- [СТРАНИЦА]

Дело было так.
В 2000 году венгерский писатель Петер Эстерхази выпустил в свет роман «Небесная гармония» / Harmonia caelestis. Это книга обо всех Эстерхази – а история семьи уходит аж в XII век. Венгерская Википедия перечисляет 54 представителя семейства. Князья, графы. Фельдмаршалы, епископы, дипломаты… Дед писателя – премьер-министр. Но книга – не хроника семьи, а роман: художественный текст, а не документальный. Первая часть – про Эстерхази легендарных, из истории; вторая – про отца писателя, Матяша Эстерхази.
Сам Петер Эстерхази к тому времени – автор двух десятков книг, классик (а что венгерскую литературу мало знают в мире – так это пусть будет стыдно миру). Harmonia caelestis принята была как шедевр и вершина (и совершенно справедливо; я цитировала тут, тут, тут и тут). Вот так, например: «В коложварском театре группа молодых (и не совсем молодых) энтузиастов за двадцать шесть часов, по ходу «меняя лошадей», прочла всю «Гармонию». То была не тусовка, а красивая и серьезная читка. И отец мой теперь на вершине, достигнув пика если не жизни, то, во всяком случае, собственного бытия. Теперь о нем думают, любят его очень многие. Приятное чувство». (П.Э. И.и., с.161).
И тогда же, вскоре после выхода книги, Петер Эстерхази обратился в госархив. Полюбопытствовать, нет ли в сейфах здешнего гэбэ каких материалов, касающихся его самого: литератор, католик, человек, известный на Западе, – наверняка службы им интересовались.
И получил на руки четыре папки. Четыре досье.
Из них ясно и безнадежно следовало, что любимый его отец («Папочка» в романе «Небесная гармония») с 1957 и до 1980 года был агентом венгерского гэбэ. Сексотом, доносчиком, осведомителем. Стукачом. Все четыре папки – это его, Матяша Эстерхази, донесения – на друзей, на родных, на коллег.
«Поднимаясь по широкой парадной лестнице в кабинет М., я, естественным образом, и думать не думал ни о чем плохом и все-таки нервничал, ощущая посасывание под ложечкой, как в добрые кадаровские времена. Этот М. до 90 года поди тоже работал в гэбэ, думал я. Он принял меня любезно, если не сказать радушно. Мы пили кофе, важная персона с важной персоной. Вид у него был немного смущенный, что показалось мне перебором: в надменности своей я полагал, что смущение это от снобизма. На столе перед ним лежали три досье в коричневых обложках. Гляди-ка, высокомерно подумал я, работали все же ребята. М. наконец-то приступил к делу, но говорил как-то обиняками, да, запрос мой они получили, но материалов оказалось негусто, к тому же на все, что касается периода после 1980 года, сперва нужно получить разрешение МВД, а это требует времени, так что он приносит свои извинения.

- [ЗАДАНИЯ К УПРАЖНЕНИЮ]
A) Переведите на английский предложение из текста о романе «Небесная гармония»: «Венгерская Википедия перечисляет 54 представителя семейства».
B) Перепишите без изменений отрывок из текста о романе «Небесная гармония», начиная со слов «Из них ясно» и далее до слов «родных, на коллег.».

- [РАЗДЕЛ ДАННЫХ]

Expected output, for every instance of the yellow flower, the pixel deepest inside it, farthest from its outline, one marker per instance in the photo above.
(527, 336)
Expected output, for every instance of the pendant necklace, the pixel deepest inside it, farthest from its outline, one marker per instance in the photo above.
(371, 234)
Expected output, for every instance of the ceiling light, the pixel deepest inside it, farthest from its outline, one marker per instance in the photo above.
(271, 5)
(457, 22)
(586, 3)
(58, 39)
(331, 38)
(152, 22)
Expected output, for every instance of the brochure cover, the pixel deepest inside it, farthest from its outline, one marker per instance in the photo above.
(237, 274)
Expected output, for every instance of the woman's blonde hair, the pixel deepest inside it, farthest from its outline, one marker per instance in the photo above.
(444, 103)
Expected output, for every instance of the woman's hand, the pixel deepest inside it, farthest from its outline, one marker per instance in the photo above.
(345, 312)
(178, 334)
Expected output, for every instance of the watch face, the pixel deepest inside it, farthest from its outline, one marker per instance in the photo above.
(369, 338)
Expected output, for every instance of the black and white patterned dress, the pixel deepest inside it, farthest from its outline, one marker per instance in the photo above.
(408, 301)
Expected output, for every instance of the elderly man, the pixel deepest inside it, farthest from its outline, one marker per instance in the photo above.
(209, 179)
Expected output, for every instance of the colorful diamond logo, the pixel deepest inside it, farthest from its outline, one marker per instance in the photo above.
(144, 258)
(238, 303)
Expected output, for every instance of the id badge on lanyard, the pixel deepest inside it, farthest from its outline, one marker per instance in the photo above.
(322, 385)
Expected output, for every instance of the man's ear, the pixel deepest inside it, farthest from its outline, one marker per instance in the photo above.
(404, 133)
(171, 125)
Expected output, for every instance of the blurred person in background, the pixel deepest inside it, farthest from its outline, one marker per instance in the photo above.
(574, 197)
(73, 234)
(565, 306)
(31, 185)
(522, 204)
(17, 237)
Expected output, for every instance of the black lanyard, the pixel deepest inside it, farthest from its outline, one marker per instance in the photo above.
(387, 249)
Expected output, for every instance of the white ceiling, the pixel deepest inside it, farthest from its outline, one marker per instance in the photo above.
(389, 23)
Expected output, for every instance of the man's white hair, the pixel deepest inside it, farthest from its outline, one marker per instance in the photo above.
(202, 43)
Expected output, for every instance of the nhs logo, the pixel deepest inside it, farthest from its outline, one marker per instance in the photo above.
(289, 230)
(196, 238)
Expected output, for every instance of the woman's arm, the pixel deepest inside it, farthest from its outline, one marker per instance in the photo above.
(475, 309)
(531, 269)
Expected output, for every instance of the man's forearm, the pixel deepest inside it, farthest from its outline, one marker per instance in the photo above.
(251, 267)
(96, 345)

- [ОТВЕТЫ ПО ЗАДАНИЯМ]
A) The Hungarian Wikipedia lists 54 members of the family.

B)
Из них ясно и безнадежно следовало, что любимый его отец («Папочка» в романе «Небесная гармония») с 1957 и до 1980 года был агентом венгерского гэбэ. Сексотом, доносчиком, осведомителем. Стукачом. Все четыре папки – это его, Матяша Эстерхази, донесения – на друзей, на родных, на коллег.